▸ **The problem**:
I need all the entries repeated exactly as written.

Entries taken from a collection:
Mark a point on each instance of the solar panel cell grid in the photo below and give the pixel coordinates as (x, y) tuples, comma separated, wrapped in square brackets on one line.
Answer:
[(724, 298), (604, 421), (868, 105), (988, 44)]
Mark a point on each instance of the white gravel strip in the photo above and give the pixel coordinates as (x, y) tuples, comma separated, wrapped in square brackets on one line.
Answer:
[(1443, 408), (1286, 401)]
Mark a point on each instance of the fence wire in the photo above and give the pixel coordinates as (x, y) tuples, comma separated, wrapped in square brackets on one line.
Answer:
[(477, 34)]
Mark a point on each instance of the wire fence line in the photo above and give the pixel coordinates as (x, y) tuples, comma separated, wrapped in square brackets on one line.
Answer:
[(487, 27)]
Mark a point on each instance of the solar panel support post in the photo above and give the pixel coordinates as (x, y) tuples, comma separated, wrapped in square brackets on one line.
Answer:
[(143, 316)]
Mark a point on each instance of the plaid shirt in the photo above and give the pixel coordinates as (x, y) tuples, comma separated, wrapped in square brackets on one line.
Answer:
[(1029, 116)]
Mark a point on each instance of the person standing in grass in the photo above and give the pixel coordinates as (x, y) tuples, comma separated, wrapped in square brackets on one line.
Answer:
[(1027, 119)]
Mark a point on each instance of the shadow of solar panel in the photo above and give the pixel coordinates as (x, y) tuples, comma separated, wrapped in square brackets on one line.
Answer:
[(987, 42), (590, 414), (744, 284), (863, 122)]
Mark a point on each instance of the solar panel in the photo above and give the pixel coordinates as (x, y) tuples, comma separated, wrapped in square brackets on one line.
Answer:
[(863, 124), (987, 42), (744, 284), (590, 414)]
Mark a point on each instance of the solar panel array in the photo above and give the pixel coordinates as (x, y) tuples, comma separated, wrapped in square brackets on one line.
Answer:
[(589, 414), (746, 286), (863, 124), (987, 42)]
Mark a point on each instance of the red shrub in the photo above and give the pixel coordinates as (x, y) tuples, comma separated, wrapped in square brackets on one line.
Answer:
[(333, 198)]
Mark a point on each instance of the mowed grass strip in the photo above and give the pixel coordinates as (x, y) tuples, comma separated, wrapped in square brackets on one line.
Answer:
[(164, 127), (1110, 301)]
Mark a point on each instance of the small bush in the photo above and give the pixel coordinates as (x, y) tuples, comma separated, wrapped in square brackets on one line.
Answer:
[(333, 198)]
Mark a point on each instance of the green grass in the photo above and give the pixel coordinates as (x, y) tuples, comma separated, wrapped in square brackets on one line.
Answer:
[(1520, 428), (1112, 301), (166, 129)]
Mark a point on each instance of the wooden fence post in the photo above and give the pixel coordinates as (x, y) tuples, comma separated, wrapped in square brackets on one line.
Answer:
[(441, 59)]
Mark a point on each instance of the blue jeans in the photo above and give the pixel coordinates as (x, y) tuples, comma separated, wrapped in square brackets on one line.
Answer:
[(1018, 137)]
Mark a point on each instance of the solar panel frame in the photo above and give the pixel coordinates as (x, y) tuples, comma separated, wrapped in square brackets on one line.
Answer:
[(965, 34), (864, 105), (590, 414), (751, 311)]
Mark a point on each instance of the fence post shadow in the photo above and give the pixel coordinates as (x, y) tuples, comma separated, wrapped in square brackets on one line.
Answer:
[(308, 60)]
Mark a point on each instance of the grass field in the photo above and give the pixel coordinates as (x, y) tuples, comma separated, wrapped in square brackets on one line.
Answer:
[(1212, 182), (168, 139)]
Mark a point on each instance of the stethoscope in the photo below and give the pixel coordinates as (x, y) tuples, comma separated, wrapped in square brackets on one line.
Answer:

▸ **Result of the task**:
Mark a point on each instance of the solar panel cell grid in the photo below and give the pixel coordinates as (x, y) tuples, comma separated, wrapped in square brackets on one line.
Answer:
[(724, 298), (604, 421), (868, 105), (988, 44)]
Mark a point on each instance of the white gravel strip in the photo above and give the pixel coordinates as (x, y) tuples, comma separated, wrapped in square brackets on one line.
Answer:
[(1443, 408), (1286, 401)]
Mark a point on each instance of the fence wire in the photo above and give the pixel coordinates as (x, y) tuples, comma separated, wrapped in square brackets on one line.
Answer:
[(477, 34)]
Mark a point on each instance of the wire fence line in the photo above and give the pixel coordinates as (x, y) tuples, comma separated, wrapped in square brackets on one line.
Answer:
[(487, 27)]
Mark a point on each instance of the solar panel support post in the photo above and give the pixel coordinates as (x, y) tuples, comma separated, wrapped in square brackets on one line.
Answer:
[(143, 316)]
Mark a point on each instance of the plaid shirt in the photo above and give the pixel coordinates as (x, y) tuples, comma separated, wrapped in square brackets on one line.
Answer:
[(1029, 116)]
Mark a point on each instance of the person standing in grass in the photo above and give the pixel coordinates as (x, y) tuples, comma separated, wrapped in square brackets on one line.
Answer:
[(1027, 119)]
Mark a point on each instance of the shadow of solar panel in the photo above and give the pixel coordinates as (x, y) tuples, comma separated, wrapped in square brackets on one line.
Answer:
[(987, 42), (590, 414), (744, 284), (863, 122)]
Mark a point on each instance of the solar panel in the photo above and give the pixel coordinates as (x, y) tuples, comma separated, wrapped in square brackets on one line.
Answer:
[(863, 124), (987, 42), (744, 284), (590, 414)]
Mark a point on each instance of the solar panel array in the photo above and give the pixel coordinates as (x, y) tuples, comma separated, wrapped in square brackets on one line.
Answer:
[(589, 414), (746, 286), (863, 124), (987, 42)]
Mark a point on each instance of the red shrub in the photo above and give the pixel coordinates as (x, y) tuples, comma separated, wrapped in square brackets on one line.
Answer:
[(333, 198)]
Mark a point on each instance of the mowed grass strip in the photo above and give the pixel coordinates as (x, y) tuples, comma separated, wrapped in square brackets on one line.
Answer:
[(164, 127), (1110, 301)]
Mark a point on each instance of the small bush in the photo above and give the pixel coordinates as (x, y) tuples, comma separated, wrapped in square brackets on one line.
Answer:
[(333, 198)]
Mark a point on each instance of the green grass in the photo above and give the pixel coordinates as (x, y) tuples, comma separated, wrapped in square brackets on one line.
Answer:
[(1520, 428), (1112, 301), (166, 129)]
Mark a point on each instance of the wooden fence post in the photo above and give the pixel coordinates as (x, y) tuples, comma separated, wrapped in square brackets on one line.
Answer:
[(441, 59)]
Mark a point on each instance of the blue jeans in the photo above and give the pixel coordinates as (x, y) tuples, comma separated, wrapped in square brackets on one line.
Answer:
[(1018, 137)]
Mark a point on each instance of the solar panel frame in the photo above and give the pixel coordinates as (x, y) tuples, comma separated, wrapped in square brackets on one line.
Answer:
[(965, 34), (864, 105), (590, 414), (751, 311)]
Mark a point on each instance of the fence post shadow in the photo above and give the pixel coordinates as (x, y) tuples, comma separated, wrapped in square brackets on one line.
Answer:
[(308, 60)]
Mark a point on each instance of the grass field in the photo above and give the pixel coordinates as (x, y) tuples, comma separated, wrapped in square brackets on one line.
Answer:
[(1212, 182), (168, 139)]
Mark a point on each instance of the stethoscope in the photo below and give the pixel coordinates as (x, y) tuples, comma separated, wrapped in square brackets on one line.
Answer:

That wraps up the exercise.